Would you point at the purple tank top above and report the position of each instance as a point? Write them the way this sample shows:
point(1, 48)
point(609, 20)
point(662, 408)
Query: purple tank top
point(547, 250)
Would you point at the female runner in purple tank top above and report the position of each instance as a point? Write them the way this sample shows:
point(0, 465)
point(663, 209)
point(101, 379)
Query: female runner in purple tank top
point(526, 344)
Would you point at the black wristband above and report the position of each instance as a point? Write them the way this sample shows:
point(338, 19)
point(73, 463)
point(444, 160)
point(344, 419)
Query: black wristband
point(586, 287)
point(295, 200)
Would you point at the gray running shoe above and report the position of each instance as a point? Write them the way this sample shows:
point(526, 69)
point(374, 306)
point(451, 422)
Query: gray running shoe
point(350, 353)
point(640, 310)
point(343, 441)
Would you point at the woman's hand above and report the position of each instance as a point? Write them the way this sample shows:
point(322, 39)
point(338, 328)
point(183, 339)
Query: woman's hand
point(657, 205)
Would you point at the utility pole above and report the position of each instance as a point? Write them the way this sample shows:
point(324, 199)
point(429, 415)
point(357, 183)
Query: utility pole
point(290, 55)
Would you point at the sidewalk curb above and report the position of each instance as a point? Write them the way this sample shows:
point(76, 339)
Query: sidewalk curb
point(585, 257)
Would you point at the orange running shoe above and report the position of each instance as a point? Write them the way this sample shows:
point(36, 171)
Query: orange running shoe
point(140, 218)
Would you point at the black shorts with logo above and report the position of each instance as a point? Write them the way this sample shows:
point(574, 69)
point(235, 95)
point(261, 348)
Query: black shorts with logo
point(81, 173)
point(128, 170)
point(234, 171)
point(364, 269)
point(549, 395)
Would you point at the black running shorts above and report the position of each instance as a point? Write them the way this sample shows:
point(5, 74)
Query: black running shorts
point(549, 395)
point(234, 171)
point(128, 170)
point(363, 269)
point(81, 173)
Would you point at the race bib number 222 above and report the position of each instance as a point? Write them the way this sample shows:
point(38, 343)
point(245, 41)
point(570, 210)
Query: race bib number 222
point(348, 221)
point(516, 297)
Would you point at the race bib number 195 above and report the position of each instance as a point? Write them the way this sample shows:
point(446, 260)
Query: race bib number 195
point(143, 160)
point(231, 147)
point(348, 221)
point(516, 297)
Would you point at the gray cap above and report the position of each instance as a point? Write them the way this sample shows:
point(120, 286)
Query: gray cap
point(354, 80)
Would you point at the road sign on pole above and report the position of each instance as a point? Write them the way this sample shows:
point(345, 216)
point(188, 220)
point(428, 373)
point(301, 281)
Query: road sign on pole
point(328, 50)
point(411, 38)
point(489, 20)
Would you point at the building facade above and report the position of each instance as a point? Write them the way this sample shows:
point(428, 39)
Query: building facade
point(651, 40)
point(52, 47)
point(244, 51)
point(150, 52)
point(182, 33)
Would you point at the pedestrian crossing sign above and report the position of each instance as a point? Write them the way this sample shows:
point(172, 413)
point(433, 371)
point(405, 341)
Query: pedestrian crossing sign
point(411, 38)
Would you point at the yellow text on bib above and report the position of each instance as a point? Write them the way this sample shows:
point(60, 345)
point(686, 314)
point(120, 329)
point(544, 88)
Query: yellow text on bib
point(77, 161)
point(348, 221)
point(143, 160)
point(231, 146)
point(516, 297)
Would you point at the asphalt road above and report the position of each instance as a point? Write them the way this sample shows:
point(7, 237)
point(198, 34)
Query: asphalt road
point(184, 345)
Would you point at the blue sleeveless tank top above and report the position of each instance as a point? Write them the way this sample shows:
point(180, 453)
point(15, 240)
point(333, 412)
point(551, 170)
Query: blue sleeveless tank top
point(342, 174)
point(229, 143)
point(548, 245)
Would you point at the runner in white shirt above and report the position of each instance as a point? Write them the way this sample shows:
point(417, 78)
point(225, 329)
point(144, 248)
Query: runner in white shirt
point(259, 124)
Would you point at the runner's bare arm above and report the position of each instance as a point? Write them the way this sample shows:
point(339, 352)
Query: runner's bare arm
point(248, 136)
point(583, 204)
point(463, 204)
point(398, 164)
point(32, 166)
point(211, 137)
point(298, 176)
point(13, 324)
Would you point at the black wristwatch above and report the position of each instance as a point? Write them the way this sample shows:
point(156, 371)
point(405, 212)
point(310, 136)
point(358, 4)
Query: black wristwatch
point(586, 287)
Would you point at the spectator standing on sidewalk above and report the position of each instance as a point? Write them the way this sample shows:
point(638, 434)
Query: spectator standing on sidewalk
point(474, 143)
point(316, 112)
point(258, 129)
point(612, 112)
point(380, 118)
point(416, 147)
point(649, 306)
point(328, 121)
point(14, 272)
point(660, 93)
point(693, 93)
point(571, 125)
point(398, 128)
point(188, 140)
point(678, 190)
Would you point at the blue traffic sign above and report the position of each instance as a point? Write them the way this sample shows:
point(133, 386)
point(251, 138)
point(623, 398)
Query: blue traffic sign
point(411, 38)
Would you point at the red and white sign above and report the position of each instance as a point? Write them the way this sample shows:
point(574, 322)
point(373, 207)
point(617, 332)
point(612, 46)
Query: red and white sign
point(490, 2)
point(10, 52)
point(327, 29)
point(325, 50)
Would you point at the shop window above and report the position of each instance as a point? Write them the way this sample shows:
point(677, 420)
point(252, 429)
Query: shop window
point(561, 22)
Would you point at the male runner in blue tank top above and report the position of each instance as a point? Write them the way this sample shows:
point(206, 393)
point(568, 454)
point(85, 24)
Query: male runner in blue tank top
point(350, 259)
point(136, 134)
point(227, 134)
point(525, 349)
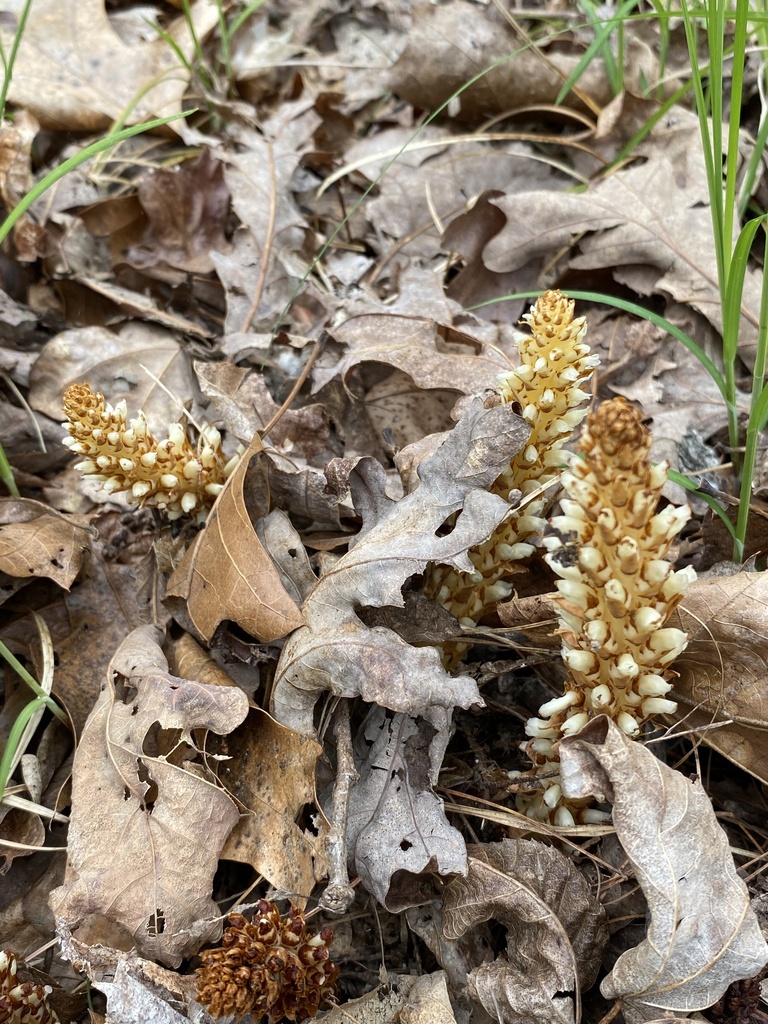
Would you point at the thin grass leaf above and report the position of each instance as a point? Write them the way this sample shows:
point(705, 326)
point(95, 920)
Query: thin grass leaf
point(244, 15)
point(717, 508)
point(734, 119)
point(14, 739)
point(599, 44)
point(731, 310)
point(80, 158)
point(32, 683)
point(758, 412)
point(11, 58)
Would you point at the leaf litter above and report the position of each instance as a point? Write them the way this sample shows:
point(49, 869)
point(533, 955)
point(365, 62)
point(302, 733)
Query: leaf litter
point(300, 263)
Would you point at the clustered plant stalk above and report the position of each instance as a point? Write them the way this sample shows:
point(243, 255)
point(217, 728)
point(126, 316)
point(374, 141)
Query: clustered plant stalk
point(616, 592)
point(554, 363)
point(167, 474)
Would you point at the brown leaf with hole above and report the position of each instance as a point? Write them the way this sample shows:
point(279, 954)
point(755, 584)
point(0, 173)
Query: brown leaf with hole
point(397, 833)
point(335, 650)
point(148, 819)
point(724, 669)
point(270, 770)
point(433, 355)
point(702, 934)
point(35, 541)
point(556, 931)
point(226, 573)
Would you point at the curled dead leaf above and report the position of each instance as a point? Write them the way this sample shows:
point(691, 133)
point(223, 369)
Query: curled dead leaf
point(556, 930)
point(335, 650)
point(702, 934)
point(147, 821)
point(227, 573)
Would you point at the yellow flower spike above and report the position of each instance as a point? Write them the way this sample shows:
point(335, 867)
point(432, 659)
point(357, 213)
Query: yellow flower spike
point(613, 608)
point(125, 458)
point(554, 361)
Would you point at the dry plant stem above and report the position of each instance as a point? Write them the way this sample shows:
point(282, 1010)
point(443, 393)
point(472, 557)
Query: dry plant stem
point(298, 384)
point(339, 894)
point(616, 592)
point(269, 238)
point(554, 363)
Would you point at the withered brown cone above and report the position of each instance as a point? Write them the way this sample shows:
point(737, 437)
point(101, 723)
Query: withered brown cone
point(269, 966)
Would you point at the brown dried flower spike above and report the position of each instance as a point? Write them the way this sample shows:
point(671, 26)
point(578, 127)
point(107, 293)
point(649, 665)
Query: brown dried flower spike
point(168, 474)
point(269, 966)
point(22, 1003)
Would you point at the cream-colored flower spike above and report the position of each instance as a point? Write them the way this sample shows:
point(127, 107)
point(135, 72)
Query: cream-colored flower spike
point(616, 592)
point(168, 474)
point(554, 363)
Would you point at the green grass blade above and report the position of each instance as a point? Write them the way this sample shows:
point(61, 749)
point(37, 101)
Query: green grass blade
point(6, 474)
point(14, 737)
point(717, 508)
point(636, 310)
point(33, 683)
point(11, 58)
point(80, 158)
point(244, 15)
point(601, 43)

++++++

## PROBLEM TO SOLVE
Return, unchanged, the run of lines above that opens with the line containing "point(671, 26)" and closes with the line containing "point(37, 101)". Include both.

## RESPONSE AREA
point(671, 26)
point(578, 127)
point(107, 293)
point(649, 665)
Query: brown dried flower spike
point(168, 474)
point(269, 966)
point(22, 1003)
Would you point at the cream-colored flower spike above and report the position of each instance as a point? Write them the way this sample shows:
point(127, 107)
point(135, 72)
Query: cream-colored flower spike
point(616, 592)
point(168, 474)
point(554, 363)
Would you point at the green grass blade above and report the position of each instance as a point? Write them the way this sample shows:
point(61, 749)
point(37, 101)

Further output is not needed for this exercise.